Special prime numbers

Given two numbers n and k, find whether there exist at least k Special prime numbers or not from 2 to n inclusively.
A prime number is said to be Special prime number if it can be expressed as the sum of three integer numbers: two neighboring prime numbers and 1. For example, 19 = 7 + 11 + 1, or 13 = 5 + 7 + 1.
Note:- Two prime numbers are called neighboring if there are no other prime numbers between them.

Examples:
Input : n = 27, k = 2
Output : YES
In this sample the answer is YES 
since at least two numbers are 
Special 13(5 + 7 + 1) and
19(7 + 11 + 1).

Input : n = 45, k = 7
Output : NO
In this example, the Special 
prime numbers are 13(5 + 7 + 1), 
19(7 + 11 + 1), 31(13 + 17 + 1),
37(17 + 19 + 1), 43(19 + 23 + 1).
As the no. of Special prime 
numbers from 2 to 45 is less than
k, the output is NO.

> [BRIEF]: Rewrite the problem on special prime numbers, starting at "Given two numbers" and ending at "19(7 + 11 + 1).", and change "neighboring" to "adjacent" each time it appears. The data entries have nothing to do with this.

(Data entries)
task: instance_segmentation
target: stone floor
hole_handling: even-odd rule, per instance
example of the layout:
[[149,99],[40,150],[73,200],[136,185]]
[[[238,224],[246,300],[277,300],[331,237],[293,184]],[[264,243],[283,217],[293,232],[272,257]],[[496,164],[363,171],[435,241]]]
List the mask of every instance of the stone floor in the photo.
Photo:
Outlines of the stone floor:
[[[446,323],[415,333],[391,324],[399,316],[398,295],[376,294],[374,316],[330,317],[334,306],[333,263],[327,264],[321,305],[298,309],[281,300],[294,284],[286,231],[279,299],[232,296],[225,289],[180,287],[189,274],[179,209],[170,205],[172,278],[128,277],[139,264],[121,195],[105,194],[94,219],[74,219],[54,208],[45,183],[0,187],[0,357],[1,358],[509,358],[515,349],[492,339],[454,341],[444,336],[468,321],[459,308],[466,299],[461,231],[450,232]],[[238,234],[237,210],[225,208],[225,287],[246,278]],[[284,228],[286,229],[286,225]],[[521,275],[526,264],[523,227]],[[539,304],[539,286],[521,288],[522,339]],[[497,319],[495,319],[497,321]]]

> [OUTPUT OF THE TASK]:
Given two numbers n and k, find whether there exist at least k Special prime numbers or not from 2 to n inclusively.
A prime number is said to be Special prime number if it can be expressed as the sum of three integer numbers: two adjacent prime numbers and 1. For example, 19 = 7 + 11 + 1, or 13 = 5 + 7 + 1.
Note:- Two prime numbers are called adjacent if there are no other prime numbers between them.

Examples:
Input : n = 27, k = 2
Output : YES
In this sample the answer is YES 
since at least two numbers are 
Special 13(5 + 7 + 1) and
19(7 + 11 + 1).